• **WHAT IS REQUIRED**
Produce exactly the lines starting at the one containing "# annotate each instance of the lantern" and ending at the last line of the material, with nothing added.

• **DATA FOR PROCESSING**
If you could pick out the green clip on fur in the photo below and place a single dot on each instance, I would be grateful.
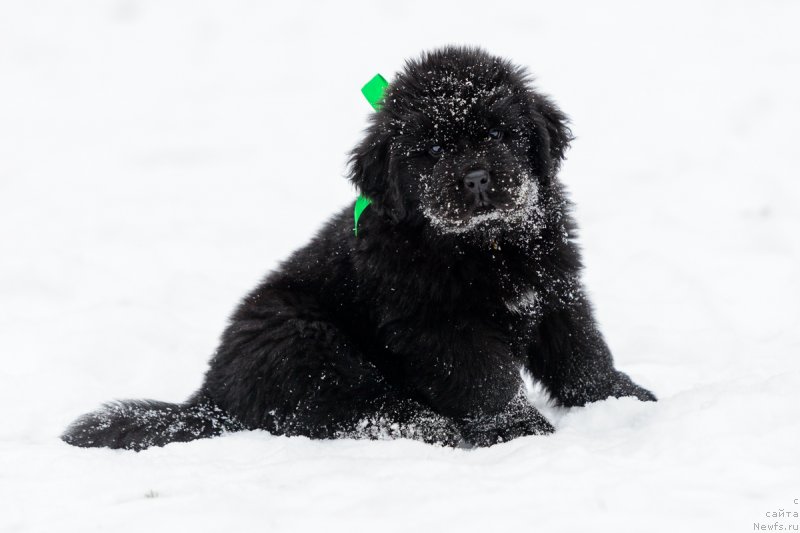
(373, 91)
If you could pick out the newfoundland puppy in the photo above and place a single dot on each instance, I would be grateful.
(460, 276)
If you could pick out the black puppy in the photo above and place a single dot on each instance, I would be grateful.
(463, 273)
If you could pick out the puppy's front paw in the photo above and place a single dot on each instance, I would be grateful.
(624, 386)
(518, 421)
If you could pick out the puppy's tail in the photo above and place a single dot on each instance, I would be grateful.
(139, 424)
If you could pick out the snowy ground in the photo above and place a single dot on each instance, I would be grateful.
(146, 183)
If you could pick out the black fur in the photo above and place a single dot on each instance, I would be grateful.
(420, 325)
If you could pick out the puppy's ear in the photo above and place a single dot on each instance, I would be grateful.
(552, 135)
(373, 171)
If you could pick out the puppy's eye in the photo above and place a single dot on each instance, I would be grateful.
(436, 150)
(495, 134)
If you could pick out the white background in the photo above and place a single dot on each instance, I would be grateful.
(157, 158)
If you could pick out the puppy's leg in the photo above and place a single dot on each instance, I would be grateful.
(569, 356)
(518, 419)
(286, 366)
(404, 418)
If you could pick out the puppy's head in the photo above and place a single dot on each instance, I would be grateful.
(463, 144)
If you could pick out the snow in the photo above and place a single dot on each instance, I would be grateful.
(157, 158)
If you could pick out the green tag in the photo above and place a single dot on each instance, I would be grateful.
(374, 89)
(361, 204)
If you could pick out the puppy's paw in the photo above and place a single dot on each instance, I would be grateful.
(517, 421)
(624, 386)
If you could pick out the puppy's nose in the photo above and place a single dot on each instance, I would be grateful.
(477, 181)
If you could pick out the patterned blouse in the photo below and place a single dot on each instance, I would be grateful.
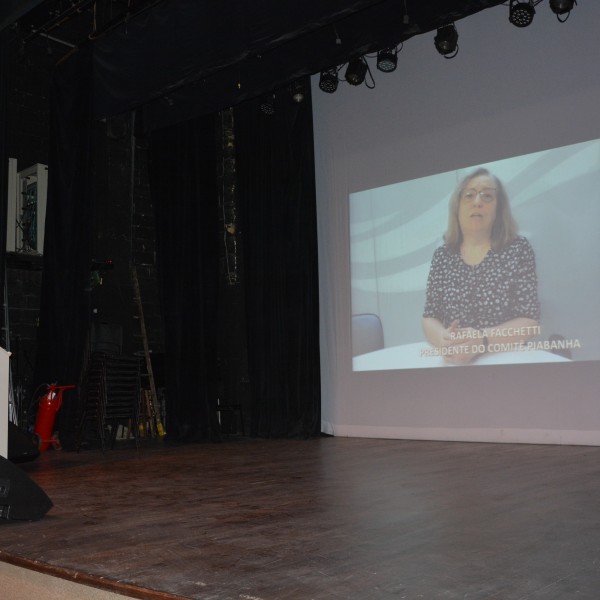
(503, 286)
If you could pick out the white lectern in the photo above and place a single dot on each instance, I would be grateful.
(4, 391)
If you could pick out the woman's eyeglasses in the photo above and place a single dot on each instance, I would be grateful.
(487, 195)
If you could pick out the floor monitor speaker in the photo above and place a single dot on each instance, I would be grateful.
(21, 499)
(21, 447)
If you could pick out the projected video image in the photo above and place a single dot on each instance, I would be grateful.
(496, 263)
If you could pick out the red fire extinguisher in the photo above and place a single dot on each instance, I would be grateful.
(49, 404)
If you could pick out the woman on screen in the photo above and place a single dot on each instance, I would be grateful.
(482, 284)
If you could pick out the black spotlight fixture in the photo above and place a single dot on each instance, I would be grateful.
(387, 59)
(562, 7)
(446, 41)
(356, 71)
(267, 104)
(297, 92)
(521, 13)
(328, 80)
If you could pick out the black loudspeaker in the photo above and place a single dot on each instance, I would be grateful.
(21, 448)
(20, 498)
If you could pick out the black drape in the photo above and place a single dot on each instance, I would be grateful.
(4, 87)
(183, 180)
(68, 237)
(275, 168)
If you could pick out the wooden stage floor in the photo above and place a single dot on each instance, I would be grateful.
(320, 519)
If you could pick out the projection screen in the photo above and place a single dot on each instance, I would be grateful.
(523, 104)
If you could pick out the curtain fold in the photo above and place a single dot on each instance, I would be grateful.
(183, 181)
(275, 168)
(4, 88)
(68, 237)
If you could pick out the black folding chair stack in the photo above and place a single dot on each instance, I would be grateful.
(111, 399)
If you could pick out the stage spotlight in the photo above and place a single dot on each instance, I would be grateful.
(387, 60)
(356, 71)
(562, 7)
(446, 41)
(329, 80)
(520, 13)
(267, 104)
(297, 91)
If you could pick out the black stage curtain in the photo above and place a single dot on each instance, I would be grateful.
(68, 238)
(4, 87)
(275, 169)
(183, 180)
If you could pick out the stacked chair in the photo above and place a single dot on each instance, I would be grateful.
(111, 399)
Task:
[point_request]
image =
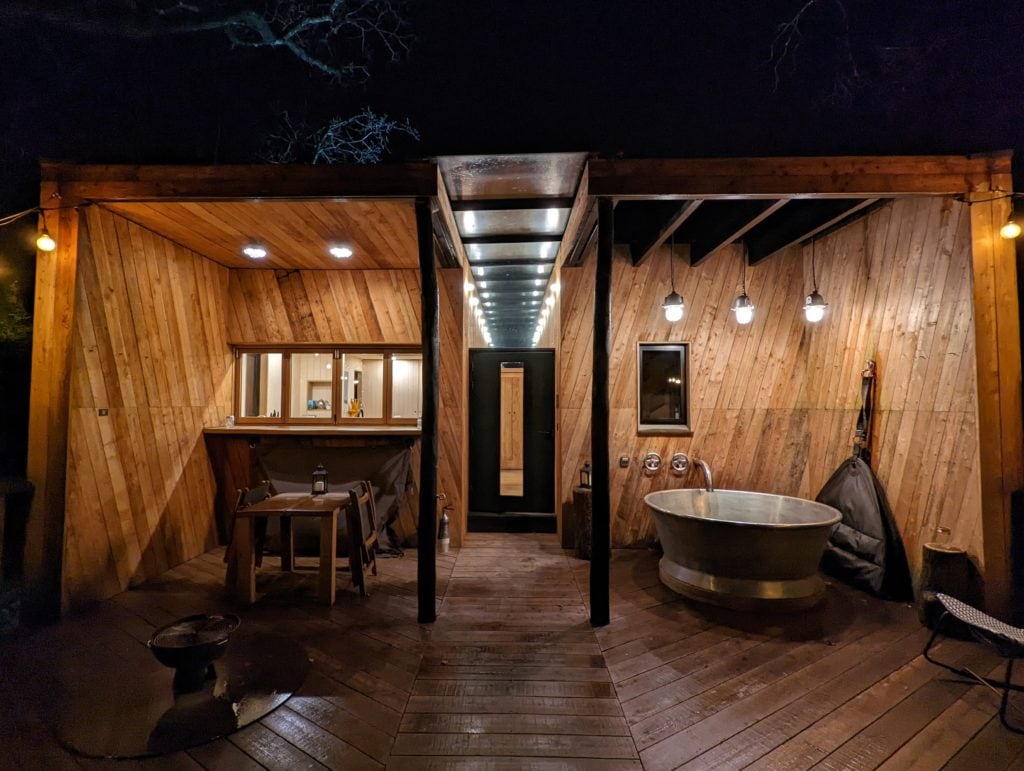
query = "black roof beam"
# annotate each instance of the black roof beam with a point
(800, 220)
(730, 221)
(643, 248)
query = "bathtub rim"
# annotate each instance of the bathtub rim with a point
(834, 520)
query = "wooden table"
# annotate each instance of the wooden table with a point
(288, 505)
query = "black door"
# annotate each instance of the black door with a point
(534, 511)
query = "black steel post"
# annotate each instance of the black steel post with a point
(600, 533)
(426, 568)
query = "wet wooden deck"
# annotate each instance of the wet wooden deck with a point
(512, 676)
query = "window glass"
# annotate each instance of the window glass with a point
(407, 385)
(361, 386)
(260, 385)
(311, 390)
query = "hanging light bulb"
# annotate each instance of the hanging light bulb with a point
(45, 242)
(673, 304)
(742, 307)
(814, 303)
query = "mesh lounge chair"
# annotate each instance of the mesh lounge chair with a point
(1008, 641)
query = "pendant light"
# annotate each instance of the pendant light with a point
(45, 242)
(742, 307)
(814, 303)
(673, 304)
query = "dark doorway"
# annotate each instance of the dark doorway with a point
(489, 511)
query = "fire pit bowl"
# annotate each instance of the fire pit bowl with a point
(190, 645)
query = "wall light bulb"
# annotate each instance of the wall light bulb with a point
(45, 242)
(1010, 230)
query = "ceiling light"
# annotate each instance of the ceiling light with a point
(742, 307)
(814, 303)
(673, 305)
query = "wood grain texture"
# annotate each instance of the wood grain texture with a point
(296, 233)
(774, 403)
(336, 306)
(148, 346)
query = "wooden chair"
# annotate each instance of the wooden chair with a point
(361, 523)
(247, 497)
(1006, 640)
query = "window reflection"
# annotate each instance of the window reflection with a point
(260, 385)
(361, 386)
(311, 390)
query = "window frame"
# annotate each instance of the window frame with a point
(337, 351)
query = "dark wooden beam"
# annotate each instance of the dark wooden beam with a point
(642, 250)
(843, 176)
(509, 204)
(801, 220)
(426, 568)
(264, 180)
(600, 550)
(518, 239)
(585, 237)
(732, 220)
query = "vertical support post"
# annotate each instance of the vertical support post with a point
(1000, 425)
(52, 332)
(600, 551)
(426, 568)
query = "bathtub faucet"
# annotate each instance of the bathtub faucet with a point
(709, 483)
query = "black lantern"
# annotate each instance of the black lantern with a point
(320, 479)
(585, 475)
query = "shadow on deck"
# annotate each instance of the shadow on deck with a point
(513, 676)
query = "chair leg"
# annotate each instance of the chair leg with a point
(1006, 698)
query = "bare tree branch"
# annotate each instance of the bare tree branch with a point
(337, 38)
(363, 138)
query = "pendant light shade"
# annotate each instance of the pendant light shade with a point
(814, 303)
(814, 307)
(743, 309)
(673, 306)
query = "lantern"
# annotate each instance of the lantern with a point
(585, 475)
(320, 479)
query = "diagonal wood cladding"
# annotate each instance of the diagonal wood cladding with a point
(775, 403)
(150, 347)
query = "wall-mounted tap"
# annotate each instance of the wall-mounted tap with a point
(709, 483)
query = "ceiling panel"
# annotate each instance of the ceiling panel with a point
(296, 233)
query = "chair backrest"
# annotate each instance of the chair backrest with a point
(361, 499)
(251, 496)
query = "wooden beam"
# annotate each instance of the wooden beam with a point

• **ANSWER SECTION**
# annotate each instance of the lantern with a point
(585, 475)
(320, 479)
query = "diagonal wood cladding"
# annotate each instance of the diagonal wood cladding with a point
(775, 403)
(150, 347)
query = "wall-mounted tap"
# annotate each instance of the wall-mounted tap with a point
(709, 483)
query = "ceiling panel"
# annotate each instance of the ceiling panel with a point
(296, 233)
query = "chair backrest"
# annotate each instance of the chair backrest with a point
(361, 499)
(251, 496)
query = "wooden beam"
# annotate each instance of the wooden beam with a point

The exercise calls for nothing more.